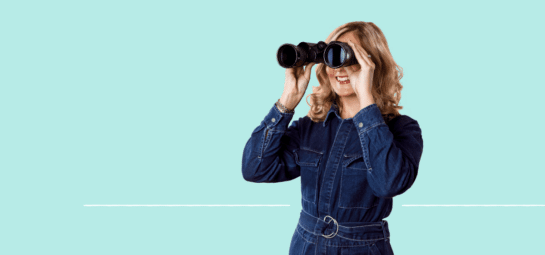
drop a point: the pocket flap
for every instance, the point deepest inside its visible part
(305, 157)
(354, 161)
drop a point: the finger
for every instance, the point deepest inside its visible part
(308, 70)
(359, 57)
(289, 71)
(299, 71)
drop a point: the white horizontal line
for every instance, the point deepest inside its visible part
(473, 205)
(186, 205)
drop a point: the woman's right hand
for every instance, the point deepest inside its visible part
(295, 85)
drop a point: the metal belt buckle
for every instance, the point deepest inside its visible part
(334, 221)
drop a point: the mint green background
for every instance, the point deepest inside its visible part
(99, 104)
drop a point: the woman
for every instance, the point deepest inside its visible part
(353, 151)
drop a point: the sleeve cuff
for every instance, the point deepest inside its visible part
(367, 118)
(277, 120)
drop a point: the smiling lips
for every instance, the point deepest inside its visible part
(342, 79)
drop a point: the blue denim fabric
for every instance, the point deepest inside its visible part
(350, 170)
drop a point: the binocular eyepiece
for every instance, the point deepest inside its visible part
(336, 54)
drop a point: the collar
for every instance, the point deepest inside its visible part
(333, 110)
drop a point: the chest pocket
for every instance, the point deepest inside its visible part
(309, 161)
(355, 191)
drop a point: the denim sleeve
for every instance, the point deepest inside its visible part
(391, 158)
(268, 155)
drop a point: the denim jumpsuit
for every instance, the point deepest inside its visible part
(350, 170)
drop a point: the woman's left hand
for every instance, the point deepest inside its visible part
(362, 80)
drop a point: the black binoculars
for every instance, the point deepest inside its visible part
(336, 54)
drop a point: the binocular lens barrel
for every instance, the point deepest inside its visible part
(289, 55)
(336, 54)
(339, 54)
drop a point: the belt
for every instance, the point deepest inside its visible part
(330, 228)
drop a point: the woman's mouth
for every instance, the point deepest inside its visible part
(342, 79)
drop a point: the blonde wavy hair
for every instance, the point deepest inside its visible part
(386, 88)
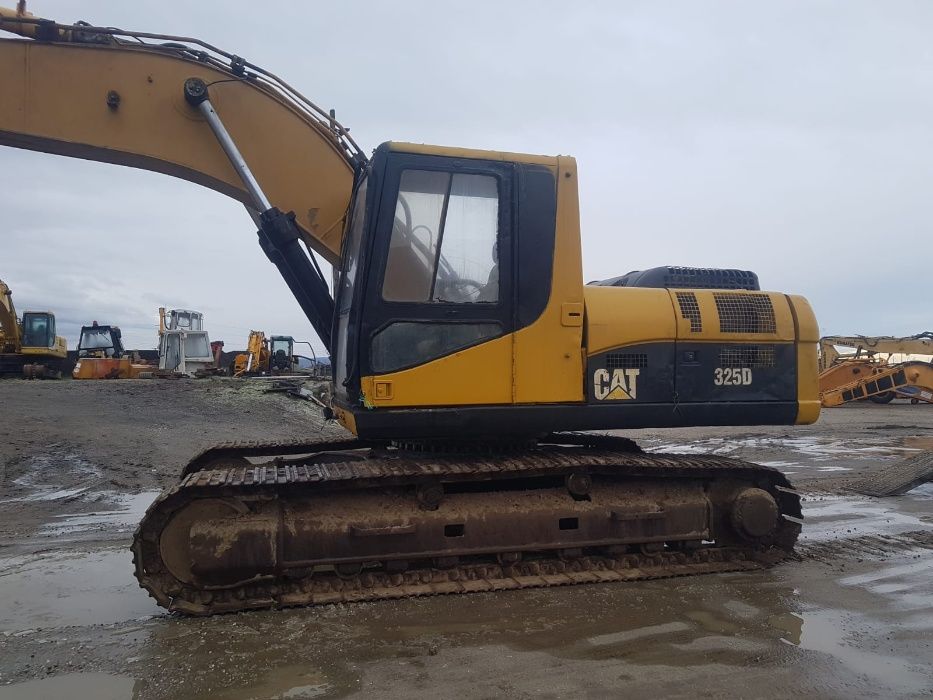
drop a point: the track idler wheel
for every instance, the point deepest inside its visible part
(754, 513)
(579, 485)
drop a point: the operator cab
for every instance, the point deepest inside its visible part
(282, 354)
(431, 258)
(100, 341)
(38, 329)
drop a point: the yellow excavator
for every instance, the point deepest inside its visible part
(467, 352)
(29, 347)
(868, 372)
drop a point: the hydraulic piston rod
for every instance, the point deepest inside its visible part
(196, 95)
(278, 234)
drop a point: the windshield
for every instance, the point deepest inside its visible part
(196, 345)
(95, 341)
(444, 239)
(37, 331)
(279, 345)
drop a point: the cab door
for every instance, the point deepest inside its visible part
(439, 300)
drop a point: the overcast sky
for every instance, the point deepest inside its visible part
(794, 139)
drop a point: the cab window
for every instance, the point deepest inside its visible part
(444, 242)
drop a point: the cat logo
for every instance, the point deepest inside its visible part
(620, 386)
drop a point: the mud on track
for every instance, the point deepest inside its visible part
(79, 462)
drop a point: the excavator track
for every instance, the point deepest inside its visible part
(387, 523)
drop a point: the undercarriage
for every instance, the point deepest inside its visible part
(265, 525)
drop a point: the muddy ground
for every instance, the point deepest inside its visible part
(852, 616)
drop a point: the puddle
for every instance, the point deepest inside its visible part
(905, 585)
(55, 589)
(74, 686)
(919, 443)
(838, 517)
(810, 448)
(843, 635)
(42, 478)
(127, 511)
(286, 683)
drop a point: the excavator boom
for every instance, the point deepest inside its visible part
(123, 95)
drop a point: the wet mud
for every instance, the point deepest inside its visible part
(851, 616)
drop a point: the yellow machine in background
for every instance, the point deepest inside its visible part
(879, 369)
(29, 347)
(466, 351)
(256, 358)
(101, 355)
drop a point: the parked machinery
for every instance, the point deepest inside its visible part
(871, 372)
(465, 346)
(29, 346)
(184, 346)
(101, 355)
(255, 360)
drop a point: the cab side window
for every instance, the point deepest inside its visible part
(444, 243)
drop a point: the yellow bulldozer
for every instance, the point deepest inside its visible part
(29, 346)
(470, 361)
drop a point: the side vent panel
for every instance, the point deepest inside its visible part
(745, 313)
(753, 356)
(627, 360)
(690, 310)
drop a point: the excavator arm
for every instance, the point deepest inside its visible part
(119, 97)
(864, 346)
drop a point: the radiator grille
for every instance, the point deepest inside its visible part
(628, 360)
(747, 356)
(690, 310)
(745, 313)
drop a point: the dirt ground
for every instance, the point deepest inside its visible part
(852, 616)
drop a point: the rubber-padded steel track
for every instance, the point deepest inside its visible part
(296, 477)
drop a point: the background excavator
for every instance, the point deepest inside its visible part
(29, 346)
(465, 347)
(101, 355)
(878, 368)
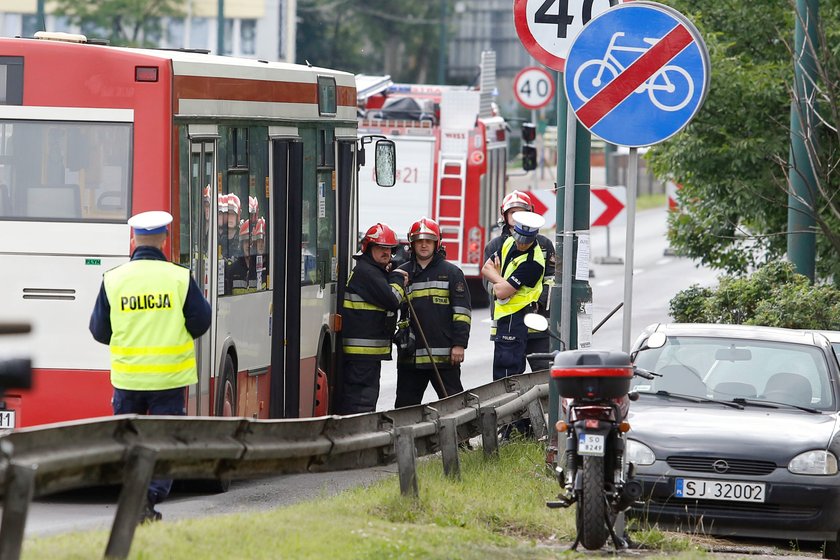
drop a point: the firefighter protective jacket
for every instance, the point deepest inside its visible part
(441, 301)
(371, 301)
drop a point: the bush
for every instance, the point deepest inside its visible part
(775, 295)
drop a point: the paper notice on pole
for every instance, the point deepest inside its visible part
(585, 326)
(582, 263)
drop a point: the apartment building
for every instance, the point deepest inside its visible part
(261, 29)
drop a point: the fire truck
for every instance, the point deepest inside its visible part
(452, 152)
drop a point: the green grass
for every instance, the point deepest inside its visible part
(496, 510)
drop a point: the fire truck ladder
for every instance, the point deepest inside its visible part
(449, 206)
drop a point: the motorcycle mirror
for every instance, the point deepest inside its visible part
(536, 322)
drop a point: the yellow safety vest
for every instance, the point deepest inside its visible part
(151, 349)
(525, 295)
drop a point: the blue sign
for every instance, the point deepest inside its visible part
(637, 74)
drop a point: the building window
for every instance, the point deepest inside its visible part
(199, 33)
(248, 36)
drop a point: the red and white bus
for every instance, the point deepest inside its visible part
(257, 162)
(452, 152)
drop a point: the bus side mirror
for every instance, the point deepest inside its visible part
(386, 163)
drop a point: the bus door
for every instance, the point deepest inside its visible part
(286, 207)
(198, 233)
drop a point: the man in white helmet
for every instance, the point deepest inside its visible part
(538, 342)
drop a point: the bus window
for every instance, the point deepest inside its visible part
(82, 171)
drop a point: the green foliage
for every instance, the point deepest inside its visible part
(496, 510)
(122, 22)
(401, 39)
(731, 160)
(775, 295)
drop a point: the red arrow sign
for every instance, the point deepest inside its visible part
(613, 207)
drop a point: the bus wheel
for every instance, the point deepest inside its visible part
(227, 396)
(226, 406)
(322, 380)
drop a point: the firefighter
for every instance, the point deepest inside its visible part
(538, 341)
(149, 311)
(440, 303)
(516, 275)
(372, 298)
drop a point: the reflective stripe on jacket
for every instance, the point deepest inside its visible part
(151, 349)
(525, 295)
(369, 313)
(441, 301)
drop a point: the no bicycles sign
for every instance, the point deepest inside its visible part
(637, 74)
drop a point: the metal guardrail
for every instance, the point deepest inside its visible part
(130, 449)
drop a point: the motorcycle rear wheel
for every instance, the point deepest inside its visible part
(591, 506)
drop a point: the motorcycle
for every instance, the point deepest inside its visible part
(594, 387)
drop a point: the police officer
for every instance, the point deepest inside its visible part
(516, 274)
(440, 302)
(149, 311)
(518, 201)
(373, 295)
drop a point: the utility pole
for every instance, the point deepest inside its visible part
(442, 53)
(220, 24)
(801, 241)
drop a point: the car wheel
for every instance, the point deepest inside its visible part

### [Required task]
Repeat exactly, and only, the lines of the records above, starting with the line that contains "drop a point: the man in white helmet" and ending with the final line, both included.

### [Result of the exercise]
drop a point: the man in white helmet
for every instance, the point deepest inside its visible part
(538, 342)
drop a point: the bus window
for every instance, the point deepest inside its visible part
(82, 171)
drop a point: the green foliage
for every instance, the point deepest inside its visible part
(496, 510)
(122, 22)
(401, 39)
(731, 160)
(775, 295)
drop a point: the red arrow sign
for every instance, the point deepest inside its visible part
(613, 207)
drop a point: the bus wheel
for every instance, the point deepest inside its visible part
(227, 396)
(226, 406)
(322, 380)
drop a point: the firefighter
for every instance, the point deepest inside its visible part
(538, 341)
(149, 311)
(440, 303)
(516, 275)
(372, 298)
drop a point: the reflective stripe on jacket
for every instance, the point deepest inside its visible part
(151, 349)
(525, 295)
(369, 313)
(441, 301)
drop a point: the no bicycles sign
for every instance, the point deepest inside its visible part
(637, 74)
drop a point: the metal guardrail
for every instance, the point deepest inside its visible part
(130, 449)
drop a point: the motorcycle rear wheel
for every instance, the point deepest inside its visible part
(591, 506)
drop a point: the motorcycle
for every instance, the point deepest inside its visible part
(594, 387)
drop a point: the police officer
for every instance, the point deepest inside its visible part
(516, 274)
(440, 302)
(149, 311)
(518, 201)
(373, 295)
drop a point: the utility pole
for every instance, the point deepest inside its visible part
(442, 53)
(220, 24)
(801, 241)
drop a point: the car wheel
for every instance, the point deepest inside its visible part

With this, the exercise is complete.